Collaborators: Xiuchuan Liu and Xunan Yang, Ph.D. students in Statistics at the University of South Carolina.
Paper Link: Spatial Model of Crash Fatalities by Examining Effects of Infrastructural Factors
1. Dataset and Preprocessing
(1) Infrastructure Data (SCDOT)
Data retrieved from the South Carolina Department of Transportation (SCDOT):
- Road Network: Shapefiles including highways, interstates, and local roads.
- Traffic Volume: Average Annual Daily Traffic (AADT).
- Source: SCDOT GIS Mapping
(2) Crash Data (SCDPS)
Data retrieved from the South Carolina Department of Public Safety (SCDPS):
- All traffic accidents.
- Fatal traffic accidents (subset).
- Source: SCDPS GIS Hub
(3) Terrain Data (USGS)
Digital Elevation Models (DEM) were used to derive slope information.
- Source: USGS National Map Downloader
(4) Deriving Slope and Curvature
1. Slope: Calculated using the ArcGIS Spatial Analyst toolset. (Documentation)
2. Curvature: Road curvature is quantified by calculating the radius of the circumcircle passing through three consecutive points along the road geometry. A smaller radius indicates a sharper turn, while a larger radius indicates a straighter segment.
Consider three sequential points on the road:
- $P_1 = (x_1, y_1)$
- $P_2 = (x_2, y_2)$
- $P_3 = (x_3, y_3)$
We calculate the radius $R$ of the circumcircle defined by these points.
Step 1: Compute the Determinant $D$ This value is required to locate the circumcenter:
\[D = 2 \cdot (x_1(y_2 - y_3) + x_2(y_3 - y_1) + x_3(y_1 - y_2))\]Step 2: Compute Circumcenter Coordinates $(x_c, y_c)$
\[x_c = \frac{(x_1^2 + y_1^2)(y_2 - y_3) + (x_2^2 + y_2^2)(y_3 - y_1) + (x_3^2 + y_3^2)(y_1 - y_2)}{D}\] \[y_c = \frac{(x_1^2 + y_1^2)(x_3 - x_2) + (x_2^2 + y_2^2)(x_1 - x_3) + (x_3^2 + y_3^2)(x_2 - x_1)}{D}\]Step 3: Compute the Radius $R$ The radius is the Euclidean distance from the center $(x_c, y_c)$ to any of the three points (e.g., $P_1$):
\[R = \sqrt{(x_1 - x_c)^2 + (y_1 - y_c)^2}\]Step 4: Moving Window Implementation To compute curvature along the entire road network, we slide a 3-point window along the line vertices, calculate $R$ for each triplet, and assign the value to the middle point.

*Given exercise*
In the crash fatality write-up above, which point of each three-point window is assigned the calculated radius? Please answer in a few words.

A block of data:
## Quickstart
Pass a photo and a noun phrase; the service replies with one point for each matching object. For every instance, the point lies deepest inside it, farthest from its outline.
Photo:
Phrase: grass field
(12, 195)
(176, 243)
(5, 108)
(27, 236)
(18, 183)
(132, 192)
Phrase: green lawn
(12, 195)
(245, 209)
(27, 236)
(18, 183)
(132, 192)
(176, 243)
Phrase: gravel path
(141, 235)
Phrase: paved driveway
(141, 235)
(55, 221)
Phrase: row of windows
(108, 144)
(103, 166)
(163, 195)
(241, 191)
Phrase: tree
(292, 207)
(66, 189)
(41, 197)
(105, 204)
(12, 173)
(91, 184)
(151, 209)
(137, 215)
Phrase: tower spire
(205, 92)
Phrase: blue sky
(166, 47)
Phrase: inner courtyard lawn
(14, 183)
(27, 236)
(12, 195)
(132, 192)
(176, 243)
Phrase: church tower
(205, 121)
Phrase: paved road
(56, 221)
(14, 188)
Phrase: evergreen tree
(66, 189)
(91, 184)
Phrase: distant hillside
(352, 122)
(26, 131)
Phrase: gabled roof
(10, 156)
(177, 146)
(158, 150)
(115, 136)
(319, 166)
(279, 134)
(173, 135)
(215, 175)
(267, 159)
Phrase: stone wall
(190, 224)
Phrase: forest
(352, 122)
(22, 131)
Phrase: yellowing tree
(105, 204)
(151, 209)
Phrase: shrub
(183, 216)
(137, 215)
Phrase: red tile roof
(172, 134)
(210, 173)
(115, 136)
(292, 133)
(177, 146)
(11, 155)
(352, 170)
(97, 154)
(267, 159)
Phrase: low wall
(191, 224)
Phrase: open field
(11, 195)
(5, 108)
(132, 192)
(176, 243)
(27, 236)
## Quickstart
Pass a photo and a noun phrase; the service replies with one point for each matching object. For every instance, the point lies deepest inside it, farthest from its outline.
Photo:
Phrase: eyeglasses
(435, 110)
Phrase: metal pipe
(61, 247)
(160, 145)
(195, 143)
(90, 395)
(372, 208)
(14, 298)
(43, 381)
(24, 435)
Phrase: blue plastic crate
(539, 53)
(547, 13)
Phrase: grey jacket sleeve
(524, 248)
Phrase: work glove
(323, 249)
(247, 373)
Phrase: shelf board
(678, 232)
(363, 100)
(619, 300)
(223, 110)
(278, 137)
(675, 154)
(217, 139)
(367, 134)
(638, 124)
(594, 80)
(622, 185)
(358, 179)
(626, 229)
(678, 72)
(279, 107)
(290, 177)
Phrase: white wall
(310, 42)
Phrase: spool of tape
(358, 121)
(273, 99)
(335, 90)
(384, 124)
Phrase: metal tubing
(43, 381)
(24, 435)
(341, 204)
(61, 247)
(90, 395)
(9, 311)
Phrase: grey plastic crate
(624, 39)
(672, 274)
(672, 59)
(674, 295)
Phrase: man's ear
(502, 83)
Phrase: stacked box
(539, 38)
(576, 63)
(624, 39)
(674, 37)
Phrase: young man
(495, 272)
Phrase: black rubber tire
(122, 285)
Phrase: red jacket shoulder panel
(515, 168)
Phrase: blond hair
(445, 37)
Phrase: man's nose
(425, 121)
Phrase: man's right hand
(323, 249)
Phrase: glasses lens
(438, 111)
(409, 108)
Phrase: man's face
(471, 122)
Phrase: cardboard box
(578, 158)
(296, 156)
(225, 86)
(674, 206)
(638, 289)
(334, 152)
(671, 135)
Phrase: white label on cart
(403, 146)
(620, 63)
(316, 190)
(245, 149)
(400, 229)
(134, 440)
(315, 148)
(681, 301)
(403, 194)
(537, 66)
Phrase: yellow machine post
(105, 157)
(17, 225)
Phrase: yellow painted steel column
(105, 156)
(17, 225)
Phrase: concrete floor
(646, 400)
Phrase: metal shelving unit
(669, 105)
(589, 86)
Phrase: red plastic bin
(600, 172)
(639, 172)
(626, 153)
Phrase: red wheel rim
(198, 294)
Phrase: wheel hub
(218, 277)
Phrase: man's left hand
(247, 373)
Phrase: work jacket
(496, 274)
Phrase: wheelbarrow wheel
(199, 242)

*Finished task*
The middle point.